DATA LISTING -
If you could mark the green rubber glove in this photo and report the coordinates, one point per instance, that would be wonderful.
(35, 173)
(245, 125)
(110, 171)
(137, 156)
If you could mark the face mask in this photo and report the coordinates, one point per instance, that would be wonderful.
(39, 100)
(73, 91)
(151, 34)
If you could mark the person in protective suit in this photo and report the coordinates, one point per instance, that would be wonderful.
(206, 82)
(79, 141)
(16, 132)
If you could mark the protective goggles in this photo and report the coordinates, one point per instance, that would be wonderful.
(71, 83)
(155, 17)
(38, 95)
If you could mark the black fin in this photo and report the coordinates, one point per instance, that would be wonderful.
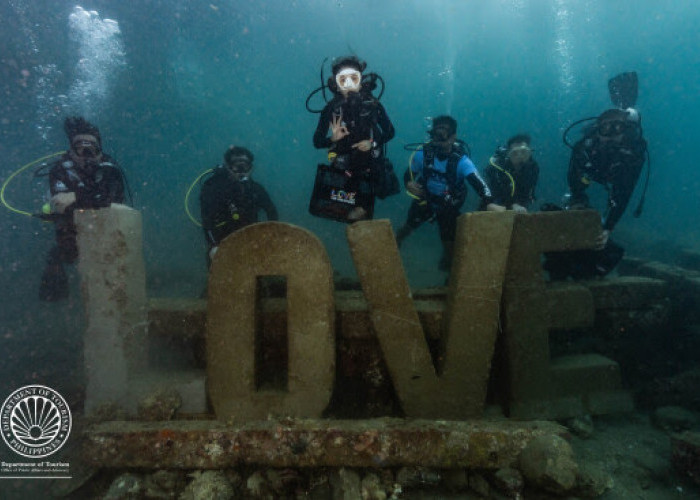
(623, 89)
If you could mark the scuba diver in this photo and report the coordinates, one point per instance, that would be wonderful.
(83, 178)
(512, 174)
(435, 181)
(230, 199)
(612, 153)
(359, 128)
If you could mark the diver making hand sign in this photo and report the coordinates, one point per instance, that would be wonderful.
(354, 127)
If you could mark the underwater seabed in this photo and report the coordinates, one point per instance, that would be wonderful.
(555, 420)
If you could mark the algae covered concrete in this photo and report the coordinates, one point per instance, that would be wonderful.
(290, 442)
(259, 250)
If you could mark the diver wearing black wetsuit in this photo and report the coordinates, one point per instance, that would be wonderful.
(612, 154)
(231, 200)
(359, 128)
(83, 178)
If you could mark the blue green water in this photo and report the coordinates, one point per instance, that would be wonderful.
(173, 83)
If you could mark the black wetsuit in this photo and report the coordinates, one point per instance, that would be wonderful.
(228, 204)
(511, 185)
(97, 185)
(615, 165)
(365, 118)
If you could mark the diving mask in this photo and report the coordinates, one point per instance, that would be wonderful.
(240, 164)
(348, 80)
(86, 149)
(520, 153)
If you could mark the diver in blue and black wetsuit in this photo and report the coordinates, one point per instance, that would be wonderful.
(435, 180)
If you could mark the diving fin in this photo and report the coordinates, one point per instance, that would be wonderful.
(623, 90)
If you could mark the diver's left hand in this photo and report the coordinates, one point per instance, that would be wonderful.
(61, 201)
(492, 207)
(602, 239)
(365, 145)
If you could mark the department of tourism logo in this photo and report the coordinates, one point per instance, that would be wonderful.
(35, 421)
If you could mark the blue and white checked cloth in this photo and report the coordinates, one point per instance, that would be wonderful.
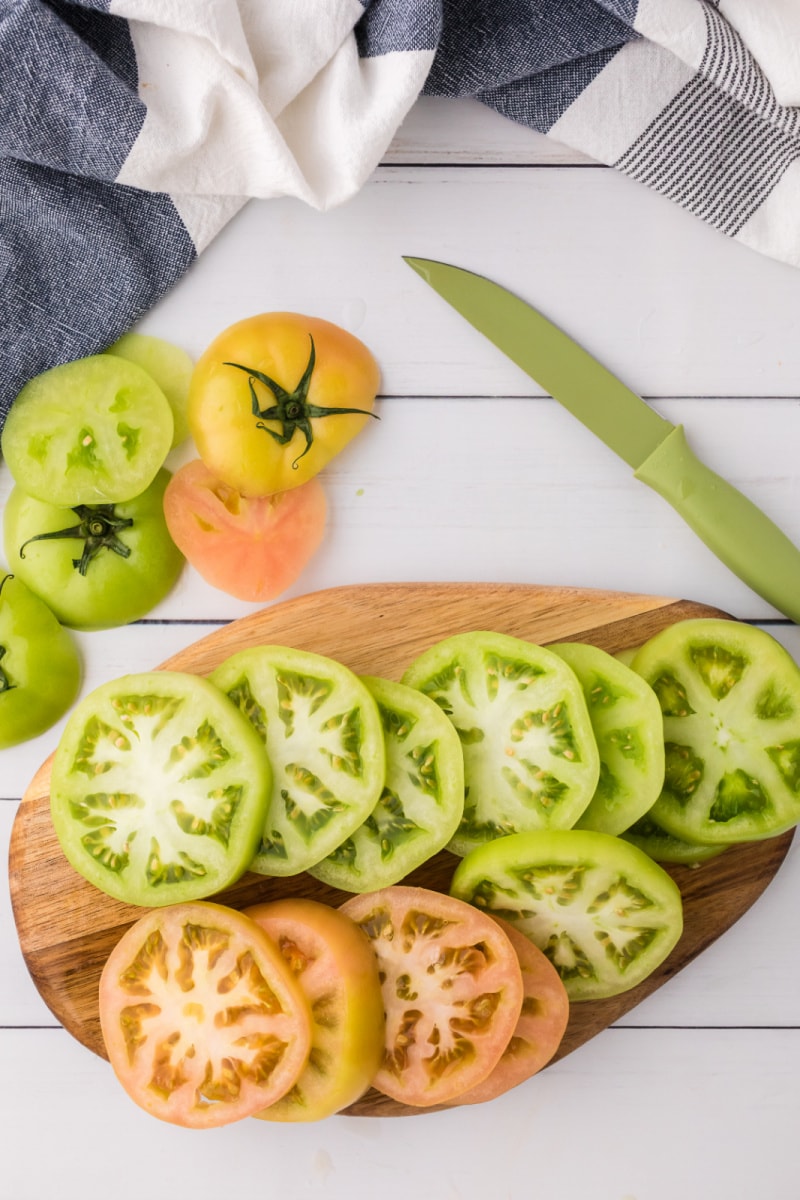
(131, 131)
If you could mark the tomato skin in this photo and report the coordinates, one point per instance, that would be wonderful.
(452, 991)
(337, 971)
(40, 665)
(251, 549)
(202, 1019)
(277, 345)
(115, 589)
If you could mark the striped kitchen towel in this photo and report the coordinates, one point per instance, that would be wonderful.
(131, 131)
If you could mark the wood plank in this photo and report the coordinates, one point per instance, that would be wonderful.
(669, 304)
(66, 928)
(635, 1115)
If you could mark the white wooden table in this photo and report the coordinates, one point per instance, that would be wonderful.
(473, 474)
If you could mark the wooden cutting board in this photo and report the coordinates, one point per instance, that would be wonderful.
(67, 928)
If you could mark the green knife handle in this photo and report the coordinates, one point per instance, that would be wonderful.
(734, 528)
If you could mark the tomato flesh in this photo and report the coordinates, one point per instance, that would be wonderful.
(337, 971)
(94, 431)
(323, 736)
(421, 803)
(541, 1025)
(729, 696)
(202, 1019)
(158, 789)
(168, 365)
(251, 549)
(452, 991)
(530, 756)
(600, 909)
(626, 720)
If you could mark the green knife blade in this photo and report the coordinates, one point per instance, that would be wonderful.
(732, 526)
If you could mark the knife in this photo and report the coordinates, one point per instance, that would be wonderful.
(733, 527)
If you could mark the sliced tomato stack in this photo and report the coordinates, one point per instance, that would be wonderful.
(203, 1020)
(290, 1011)
(455, 997)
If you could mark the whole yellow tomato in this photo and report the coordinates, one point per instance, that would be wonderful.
(276, 396)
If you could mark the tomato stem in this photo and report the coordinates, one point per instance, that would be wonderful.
(97, 528)
(5, 682)
(292, 408)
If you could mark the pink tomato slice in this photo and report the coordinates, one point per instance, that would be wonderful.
(541, 1025)
(337, 971)
(251, 547)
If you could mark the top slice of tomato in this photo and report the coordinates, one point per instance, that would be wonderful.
(94, 431)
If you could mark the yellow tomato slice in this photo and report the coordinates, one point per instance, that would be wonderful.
(337, 970)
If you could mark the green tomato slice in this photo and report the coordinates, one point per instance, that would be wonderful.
(530, 757)
(94, 431)
(665, 847)
(601, 910)
(40, 665)
(95, 565)
(422, 801)
(324, 738)
(168, 365)
(158, 789)
(729, 695)
(626, 721)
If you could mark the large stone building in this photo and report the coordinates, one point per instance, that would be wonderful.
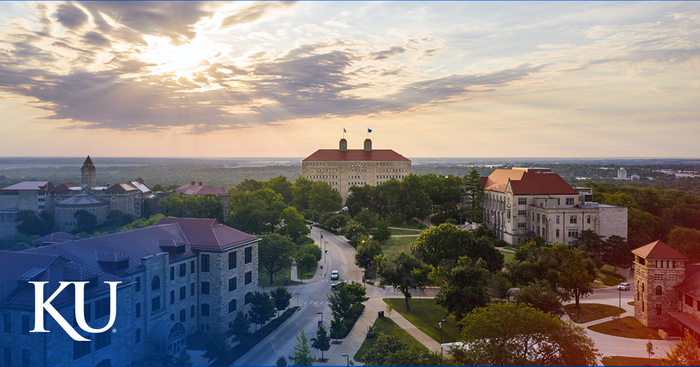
(179, 276)
(666, 289)
(523, 202)
(344, 168)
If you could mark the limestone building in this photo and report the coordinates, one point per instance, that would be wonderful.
(523, 202)
(344, 168)
(667, 289)
(179, 276)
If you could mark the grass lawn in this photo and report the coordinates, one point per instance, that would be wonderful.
(394, 245)
(386, 326)
(630, 361)
(507, 256)
(591, 311)
(626, 327)
(425, 314)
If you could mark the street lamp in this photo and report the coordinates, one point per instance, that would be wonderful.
(443, 320)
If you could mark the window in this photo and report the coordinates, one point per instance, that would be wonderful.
(232, 260)
(205, 263)
(101, 308)
(25, 324)
(103, 339)
(155, 283)
(80, 349)
(248, 255)
(7, 325)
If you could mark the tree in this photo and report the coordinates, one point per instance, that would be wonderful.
(294, 224)
(444, 244)
(366, 251)
(216, 346)
(507, 334)
(85, 220)
(464, 287)
(474, 194)
(262, 307)
(302, 353)
(683, 353)
(577, 273)
(281, 297)
(322, 341)
(540, 295)
(405, 273)
(275, 253)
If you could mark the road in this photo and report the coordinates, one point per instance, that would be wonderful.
(312, 297)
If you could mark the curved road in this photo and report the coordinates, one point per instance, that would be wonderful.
(312, 297)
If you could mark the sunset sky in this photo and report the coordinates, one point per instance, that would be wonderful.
(282, 79)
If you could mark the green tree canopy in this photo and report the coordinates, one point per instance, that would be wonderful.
(508, 334)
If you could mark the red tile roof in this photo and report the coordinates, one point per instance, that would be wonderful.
(530, 181)
(204, 233)
(356, 155)
(658, 250)
(199, 189)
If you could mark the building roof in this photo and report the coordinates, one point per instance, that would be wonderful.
(528, 181)
(658, 250)
(193, 188)
(356, 155)
(82, 199)
(28, 186)
(205, 233)
(55, 237)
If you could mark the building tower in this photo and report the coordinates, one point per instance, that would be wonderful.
(87, 174)
(657, 269)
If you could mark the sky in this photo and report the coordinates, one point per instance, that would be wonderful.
(283, 79)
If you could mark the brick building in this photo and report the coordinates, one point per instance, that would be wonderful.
(523, 202)
(179, 276)
(345, 167)
(667, 289)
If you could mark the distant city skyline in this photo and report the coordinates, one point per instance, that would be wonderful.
(279, 79)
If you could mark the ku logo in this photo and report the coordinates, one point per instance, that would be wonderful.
(40, 306)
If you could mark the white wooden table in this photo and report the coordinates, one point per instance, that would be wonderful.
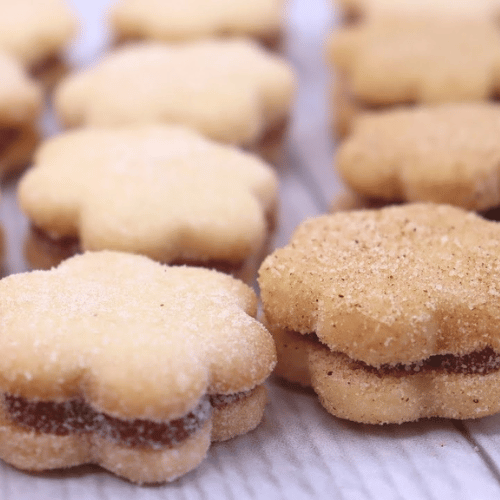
(299, 451)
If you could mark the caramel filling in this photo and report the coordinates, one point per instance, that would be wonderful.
(75, 416)
(477, 362)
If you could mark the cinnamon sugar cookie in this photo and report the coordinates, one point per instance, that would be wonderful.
(120, 361)
(163, 191)
(230, 90)
(20, 105)
(390, 314)
(446, 154)
(172, 21)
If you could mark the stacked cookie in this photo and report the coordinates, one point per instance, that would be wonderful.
(416, 85)
(144, 108)
(144, 348)
(385, 311)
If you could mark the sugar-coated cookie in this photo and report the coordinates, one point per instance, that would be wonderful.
(230, 90)
(390, 314)
(159, 190)
(117, 360)
(171, 21)
(448, 153)
(20, 105)
(394, 61)
(36, 32)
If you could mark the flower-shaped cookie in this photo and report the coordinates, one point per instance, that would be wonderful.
(118, 360)
(446, 154)
(162, 191)
(20, 104)
(230, 90)
(391, 314)
(173, 21)
(36, 32)
(391, 61)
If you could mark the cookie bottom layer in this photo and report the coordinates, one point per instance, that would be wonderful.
(16, 148)
(348, 390)
(33, 450)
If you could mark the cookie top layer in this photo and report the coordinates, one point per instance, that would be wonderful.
(32, 30)
(465, 9)
(134, 338)
(20, 97)
(170, 20)
(394, 285)
(391, 61)
(445, 154)
(163, 191)
(230, 90)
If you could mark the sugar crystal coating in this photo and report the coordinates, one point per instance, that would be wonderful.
(395, 285)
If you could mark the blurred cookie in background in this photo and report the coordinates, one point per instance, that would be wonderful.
(173, 21)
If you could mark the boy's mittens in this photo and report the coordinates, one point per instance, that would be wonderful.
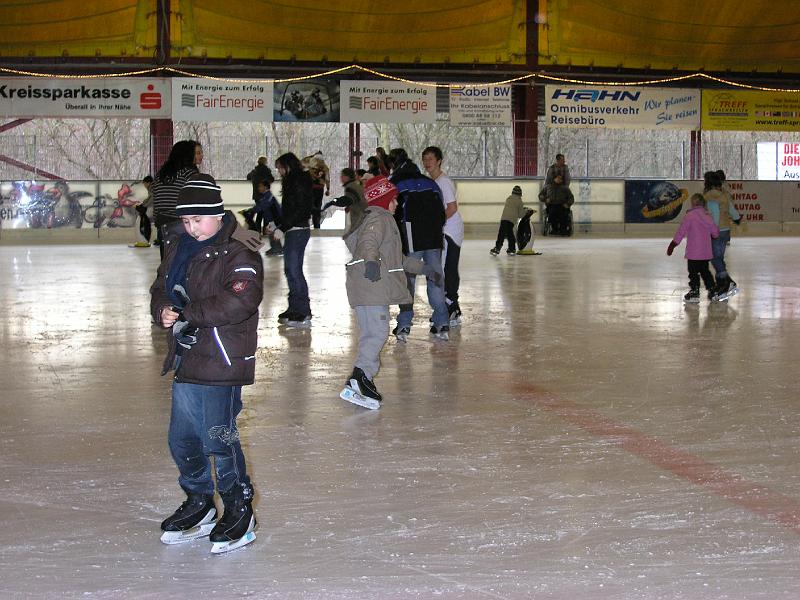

WHAT YOU WILL DO -
Beginning at the line that contains "If you could mark the stacked", copy each remaining line of the records exactly, through the final one. Omit the pictures.

RESULT OF THE EXERCISE -
If you could mark the stacked cookie in this photo and report the coordinates, one point per instance, that would be wonderful.
(416, 85)
(144, 108)
(144, 348)
(385, 311)
If you could mark the sugar-coated cookie in this photo and report the coordinates, one point per instance, that would be wonderful.
(230, 90)
(390, 314)
(159, 190)
(117, 360)
(171, 21)
(448, 153)
(20, 105)
(394, 61)
(36, 32)
If you could mark the flower-shaped cookie in this photo and report the coordinates, one point per instance, that would be wonderful.
(118, 360)
(446, 154)
(162, 191)
(20, 104)
(230, 90)
(391, 314)
(173, 21)
(36, 32)
(391, 61)
If you could mark the cookie bottom layer in this photo and report the coordinates, one point per instance, that would be wonderful.
(16, 148)
(348, 390)
(33, 450)
If you could mark the cookie top layer in this photo and report the coordinates, one point per instance, that would be wonderful.
(32, 30)
(465, 9)
(134, 338)
(20, 97)
(170, 20)
(394, 285)
(391, 61)
(445, 154)
(163, 191)
(230, 90)
If you could mark the sugar crystal coating in this photo and report the coordinates, one point per instance, that would be wonderful.
(395, 285)
If you could mark the blurred cookie in background in this photo and report the coordinates, one point per instance, that would be wonderful.
(173, 21)
If you could mark the boy's mittens in this photo and report the coordinates, one point per instance, that would be wonderful.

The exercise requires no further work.